参考文章:
※

はっきりとした原因は解明されていませんが、脳細胞が急激に減り、脳が萎縮して小さくなっていく病気です。
脳が小さくなると、知的能力が失われ、場合によっては人格崩壊までもたらす場合もあります。
多くの場合はゆるやかに症状がで出はじめ、少しずつもの忘れなどが進行します。「最近の出来事はすぐに忘れるが、古いことは比較的よく覚えている」という特徴があります。
進行すると、記憶の中だけでなく自分が今いる場所や時間、人物などの認識ができなくなり、身体的機能も低下して動きが不自由になっていきます。
しかし、進行や症状には個人差があり、数年で寝たきりになる人もいる一方で、長い間自立した生活ができる人もいます。 2) 前頭側頭型変性症
- 脳の「前頭葉(前側部分)」と「側頭葉(横側部分)」がだんだん萎縮する病気です。
初老期の発症が多く、「若年性認知症」の原因として知られています。
大きな特徴は、「もの忘れ」より「決まった時間に同じ行動(常同行動)を繰り返す」「人の気持ちを考えないような行動を起こしてしまう」ことが多いようです。
本人は意識がしっかりしていて、記憶や認知機能の低下も少なく、人格変化の症状が目立つことから精神疾患と間違われることもあります。

※

データセットの項目:
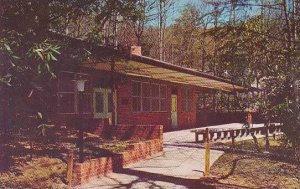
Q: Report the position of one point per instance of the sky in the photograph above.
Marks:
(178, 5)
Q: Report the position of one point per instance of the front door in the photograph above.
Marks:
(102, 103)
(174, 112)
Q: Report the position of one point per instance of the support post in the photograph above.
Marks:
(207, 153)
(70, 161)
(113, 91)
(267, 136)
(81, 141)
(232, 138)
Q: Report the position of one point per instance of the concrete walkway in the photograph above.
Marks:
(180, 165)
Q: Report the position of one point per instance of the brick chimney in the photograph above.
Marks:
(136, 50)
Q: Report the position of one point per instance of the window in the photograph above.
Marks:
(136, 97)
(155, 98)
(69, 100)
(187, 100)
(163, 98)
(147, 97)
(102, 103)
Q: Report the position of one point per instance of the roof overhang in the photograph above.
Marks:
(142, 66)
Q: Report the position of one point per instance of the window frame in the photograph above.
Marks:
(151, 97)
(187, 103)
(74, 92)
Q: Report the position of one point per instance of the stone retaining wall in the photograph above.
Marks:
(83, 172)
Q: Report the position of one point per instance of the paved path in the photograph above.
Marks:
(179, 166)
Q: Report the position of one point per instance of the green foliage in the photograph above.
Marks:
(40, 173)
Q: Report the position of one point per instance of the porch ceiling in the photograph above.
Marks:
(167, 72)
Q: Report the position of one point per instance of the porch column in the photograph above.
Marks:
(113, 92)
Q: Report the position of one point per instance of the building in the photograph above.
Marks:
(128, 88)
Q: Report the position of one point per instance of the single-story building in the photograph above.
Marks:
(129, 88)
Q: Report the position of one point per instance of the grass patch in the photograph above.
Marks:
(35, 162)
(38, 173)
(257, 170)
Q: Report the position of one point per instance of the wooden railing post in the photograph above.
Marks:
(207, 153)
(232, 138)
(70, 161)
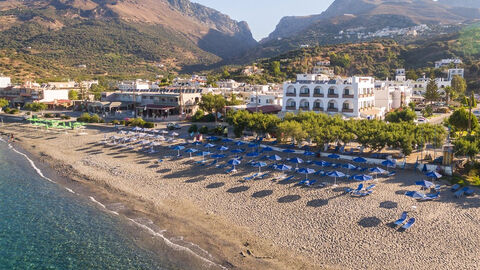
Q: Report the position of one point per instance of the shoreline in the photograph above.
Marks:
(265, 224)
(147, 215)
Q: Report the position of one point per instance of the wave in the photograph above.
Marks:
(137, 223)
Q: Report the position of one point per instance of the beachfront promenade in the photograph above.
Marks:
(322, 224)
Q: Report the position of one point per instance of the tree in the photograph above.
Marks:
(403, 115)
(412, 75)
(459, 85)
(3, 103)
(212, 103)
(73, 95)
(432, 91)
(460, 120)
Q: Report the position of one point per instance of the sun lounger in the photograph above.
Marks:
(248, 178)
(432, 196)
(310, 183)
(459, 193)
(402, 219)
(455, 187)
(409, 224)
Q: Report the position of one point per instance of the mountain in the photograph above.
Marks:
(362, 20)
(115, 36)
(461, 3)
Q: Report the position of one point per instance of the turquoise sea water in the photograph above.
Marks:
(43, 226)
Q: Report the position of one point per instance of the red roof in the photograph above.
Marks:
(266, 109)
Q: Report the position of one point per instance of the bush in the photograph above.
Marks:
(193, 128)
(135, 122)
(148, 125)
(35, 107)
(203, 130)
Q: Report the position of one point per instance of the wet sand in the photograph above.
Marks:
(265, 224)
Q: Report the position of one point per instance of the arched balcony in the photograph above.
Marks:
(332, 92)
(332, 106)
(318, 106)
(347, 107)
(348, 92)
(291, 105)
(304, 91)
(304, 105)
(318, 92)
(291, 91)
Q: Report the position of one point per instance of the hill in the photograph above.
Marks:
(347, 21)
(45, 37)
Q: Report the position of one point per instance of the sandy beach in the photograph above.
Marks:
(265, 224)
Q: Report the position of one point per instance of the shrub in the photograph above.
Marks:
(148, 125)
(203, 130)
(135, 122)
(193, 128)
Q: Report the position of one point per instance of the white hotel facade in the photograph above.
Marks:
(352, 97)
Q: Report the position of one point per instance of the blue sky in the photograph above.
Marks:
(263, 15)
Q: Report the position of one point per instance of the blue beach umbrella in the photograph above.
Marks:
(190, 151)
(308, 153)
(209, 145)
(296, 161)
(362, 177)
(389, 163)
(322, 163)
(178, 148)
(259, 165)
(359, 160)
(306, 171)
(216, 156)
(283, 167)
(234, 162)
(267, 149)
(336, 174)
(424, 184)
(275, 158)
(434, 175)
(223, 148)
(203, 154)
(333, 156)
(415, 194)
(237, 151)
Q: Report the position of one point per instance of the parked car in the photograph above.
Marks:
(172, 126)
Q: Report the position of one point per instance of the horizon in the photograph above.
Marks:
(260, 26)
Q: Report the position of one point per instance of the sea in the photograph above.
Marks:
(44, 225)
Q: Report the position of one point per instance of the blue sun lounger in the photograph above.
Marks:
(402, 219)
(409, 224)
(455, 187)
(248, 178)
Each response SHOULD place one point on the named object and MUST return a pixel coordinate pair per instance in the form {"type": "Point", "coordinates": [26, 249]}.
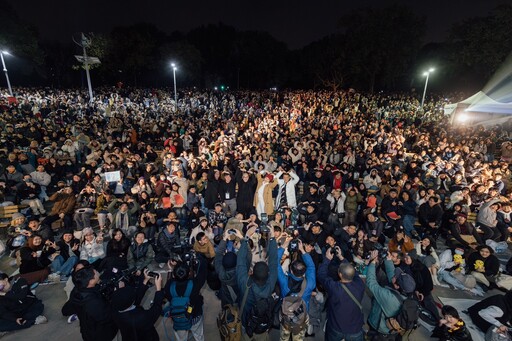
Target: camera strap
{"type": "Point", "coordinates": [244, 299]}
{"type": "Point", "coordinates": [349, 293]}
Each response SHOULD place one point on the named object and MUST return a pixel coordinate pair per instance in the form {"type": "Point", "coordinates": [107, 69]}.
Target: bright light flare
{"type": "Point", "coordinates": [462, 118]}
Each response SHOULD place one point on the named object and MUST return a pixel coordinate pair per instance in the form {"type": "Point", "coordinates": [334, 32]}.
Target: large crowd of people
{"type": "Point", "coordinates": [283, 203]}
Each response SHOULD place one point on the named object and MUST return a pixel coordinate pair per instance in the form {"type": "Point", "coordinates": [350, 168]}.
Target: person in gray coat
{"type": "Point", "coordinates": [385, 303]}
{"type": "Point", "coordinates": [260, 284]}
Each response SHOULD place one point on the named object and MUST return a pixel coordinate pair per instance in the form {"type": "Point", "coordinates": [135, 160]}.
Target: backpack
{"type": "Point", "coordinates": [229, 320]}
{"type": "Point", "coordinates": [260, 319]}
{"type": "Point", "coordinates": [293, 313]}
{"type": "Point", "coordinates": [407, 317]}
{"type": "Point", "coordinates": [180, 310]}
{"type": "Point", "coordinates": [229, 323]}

※

課題文:
次の(a)〜(c)が参考文章の内容と合っているかを「はい」か「いいえ」で答え、それぞれ決め手となる参考文章の語句をそのまま引用せよ。(a) 前頭側頭型変性症は初老期に発症することが多い。(b) 脳細胞が急激に減る原因ははっきりと解明されている。(c) 進行すると、誰もが数年で寝たきりになる。

解答例:
(a) はい ―「初老期の発症が多く」
(b) いいえ ―「はっきりとした原因は解明されていません」
(c) いいえ ―「数年で寝たきりになる人もいる一方で、長い間自立した生活ができる人もいます」